(Beginning of Source data)

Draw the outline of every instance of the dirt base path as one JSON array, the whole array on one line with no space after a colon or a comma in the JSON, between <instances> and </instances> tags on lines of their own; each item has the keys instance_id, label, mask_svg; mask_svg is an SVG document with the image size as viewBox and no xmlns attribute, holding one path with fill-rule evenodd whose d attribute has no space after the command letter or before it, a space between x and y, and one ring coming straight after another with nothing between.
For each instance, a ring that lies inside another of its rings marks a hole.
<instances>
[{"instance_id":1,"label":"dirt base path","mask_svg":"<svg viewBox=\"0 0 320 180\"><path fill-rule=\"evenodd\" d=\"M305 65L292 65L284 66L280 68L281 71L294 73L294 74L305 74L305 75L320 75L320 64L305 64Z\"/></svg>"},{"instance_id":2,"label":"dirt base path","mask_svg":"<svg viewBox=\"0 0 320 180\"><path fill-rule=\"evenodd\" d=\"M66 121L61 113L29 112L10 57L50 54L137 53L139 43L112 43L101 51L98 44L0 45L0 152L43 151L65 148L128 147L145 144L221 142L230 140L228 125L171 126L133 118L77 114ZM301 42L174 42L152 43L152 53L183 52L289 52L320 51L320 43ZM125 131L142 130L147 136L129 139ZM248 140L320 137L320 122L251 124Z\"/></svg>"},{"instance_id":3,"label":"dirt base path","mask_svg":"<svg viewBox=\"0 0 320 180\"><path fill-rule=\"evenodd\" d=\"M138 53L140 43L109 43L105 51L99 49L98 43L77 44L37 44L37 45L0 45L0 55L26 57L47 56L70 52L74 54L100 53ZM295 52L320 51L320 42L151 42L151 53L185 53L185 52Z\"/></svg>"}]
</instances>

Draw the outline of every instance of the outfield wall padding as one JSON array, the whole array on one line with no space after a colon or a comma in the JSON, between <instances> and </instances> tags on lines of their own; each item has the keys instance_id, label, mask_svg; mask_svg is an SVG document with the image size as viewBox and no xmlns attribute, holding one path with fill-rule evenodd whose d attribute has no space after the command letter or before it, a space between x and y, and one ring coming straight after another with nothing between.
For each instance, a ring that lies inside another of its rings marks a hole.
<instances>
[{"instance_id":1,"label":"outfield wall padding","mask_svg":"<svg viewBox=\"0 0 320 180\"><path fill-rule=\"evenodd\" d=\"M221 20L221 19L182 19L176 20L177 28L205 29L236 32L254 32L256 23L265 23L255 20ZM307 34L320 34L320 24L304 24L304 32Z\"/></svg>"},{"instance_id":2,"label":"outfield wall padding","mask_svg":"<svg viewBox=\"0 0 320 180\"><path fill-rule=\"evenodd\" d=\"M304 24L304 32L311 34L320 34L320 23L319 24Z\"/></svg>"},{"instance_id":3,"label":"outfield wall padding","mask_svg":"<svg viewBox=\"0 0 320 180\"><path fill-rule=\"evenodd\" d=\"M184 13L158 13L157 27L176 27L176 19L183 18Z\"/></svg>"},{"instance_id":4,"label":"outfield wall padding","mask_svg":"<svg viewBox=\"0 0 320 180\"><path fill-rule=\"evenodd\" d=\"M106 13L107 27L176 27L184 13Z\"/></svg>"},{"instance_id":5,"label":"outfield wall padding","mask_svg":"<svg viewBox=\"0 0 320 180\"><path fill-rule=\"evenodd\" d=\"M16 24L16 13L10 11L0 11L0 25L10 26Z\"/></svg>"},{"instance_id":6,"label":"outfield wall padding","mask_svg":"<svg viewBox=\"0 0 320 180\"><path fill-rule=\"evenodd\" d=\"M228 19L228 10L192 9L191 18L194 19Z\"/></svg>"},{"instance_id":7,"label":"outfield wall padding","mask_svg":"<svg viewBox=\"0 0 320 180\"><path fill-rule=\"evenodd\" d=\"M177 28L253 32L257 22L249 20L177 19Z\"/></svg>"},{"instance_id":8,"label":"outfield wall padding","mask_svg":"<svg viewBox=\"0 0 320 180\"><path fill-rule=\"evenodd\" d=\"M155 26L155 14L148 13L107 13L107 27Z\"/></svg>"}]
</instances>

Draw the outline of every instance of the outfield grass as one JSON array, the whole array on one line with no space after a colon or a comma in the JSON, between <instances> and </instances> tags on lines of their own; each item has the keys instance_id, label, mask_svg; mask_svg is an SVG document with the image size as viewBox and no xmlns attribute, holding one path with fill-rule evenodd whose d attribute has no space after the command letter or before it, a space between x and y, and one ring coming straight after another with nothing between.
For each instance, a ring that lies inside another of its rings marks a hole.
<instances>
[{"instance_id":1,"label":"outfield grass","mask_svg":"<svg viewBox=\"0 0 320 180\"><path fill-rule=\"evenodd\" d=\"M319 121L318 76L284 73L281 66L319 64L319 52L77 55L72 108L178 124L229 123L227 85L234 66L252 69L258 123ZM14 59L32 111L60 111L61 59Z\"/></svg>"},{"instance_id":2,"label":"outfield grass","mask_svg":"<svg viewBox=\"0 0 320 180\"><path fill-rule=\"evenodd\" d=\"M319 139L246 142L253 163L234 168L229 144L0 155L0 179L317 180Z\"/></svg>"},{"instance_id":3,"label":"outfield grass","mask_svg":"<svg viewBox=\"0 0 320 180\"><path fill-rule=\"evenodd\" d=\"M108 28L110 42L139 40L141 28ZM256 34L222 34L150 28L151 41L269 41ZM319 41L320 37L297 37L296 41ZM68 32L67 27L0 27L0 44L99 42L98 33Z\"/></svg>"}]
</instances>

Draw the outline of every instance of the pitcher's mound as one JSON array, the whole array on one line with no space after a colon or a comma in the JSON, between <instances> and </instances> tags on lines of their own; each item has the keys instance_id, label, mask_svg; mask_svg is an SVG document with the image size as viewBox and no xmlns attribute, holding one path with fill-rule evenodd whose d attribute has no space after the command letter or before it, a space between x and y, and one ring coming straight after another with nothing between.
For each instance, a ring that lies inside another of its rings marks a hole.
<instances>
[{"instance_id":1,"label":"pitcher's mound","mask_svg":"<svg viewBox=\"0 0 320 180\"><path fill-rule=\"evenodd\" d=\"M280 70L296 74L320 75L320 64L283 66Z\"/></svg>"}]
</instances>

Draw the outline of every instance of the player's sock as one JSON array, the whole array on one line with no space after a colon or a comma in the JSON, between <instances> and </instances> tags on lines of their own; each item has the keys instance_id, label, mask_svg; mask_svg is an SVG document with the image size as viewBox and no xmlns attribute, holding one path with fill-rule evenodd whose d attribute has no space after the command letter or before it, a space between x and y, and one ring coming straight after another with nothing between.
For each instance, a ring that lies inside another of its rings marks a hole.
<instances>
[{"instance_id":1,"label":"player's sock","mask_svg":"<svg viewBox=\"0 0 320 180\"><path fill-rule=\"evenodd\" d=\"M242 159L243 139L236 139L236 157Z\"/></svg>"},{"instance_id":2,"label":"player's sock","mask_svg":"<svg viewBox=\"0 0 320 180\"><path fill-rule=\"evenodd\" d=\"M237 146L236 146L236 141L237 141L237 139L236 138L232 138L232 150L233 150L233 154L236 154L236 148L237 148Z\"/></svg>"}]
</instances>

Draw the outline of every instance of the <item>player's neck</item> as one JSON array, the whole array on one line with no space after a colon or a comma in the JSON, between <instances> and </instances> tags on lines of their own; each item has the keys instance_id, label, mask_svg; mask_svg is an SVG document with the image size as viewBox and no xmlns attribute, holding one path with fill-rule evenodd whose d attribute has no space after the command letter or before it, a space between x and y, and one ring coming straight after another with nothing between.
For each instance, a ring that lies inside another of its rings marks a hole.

(End of Source data)

• **Problem to solve**
The lines to output run from the one containing "Draw the outline of every instance of the <item>player's" through the last line of the records above; repeat them exactly and nothing more.

• **Result for this task**
Draw the outline of every instance of the <item>player's neck</item> as one JSON array, the whole array on one line with no space after a colon or a comma in the JSON, between <instances> and </instances> tags on lines of their own; each item has the keys instance_id, label, mask_svg; mask_svg is an SVG document with the image size as viewBox and no xmlns attribute, holding one path with fill-rule evenodd whose d attribute has no space after the command letter or before it, a space between x and y, and one ring coming straight after another with nothing between.
For each instance, a ring that lies inside another of its rings marks a hole.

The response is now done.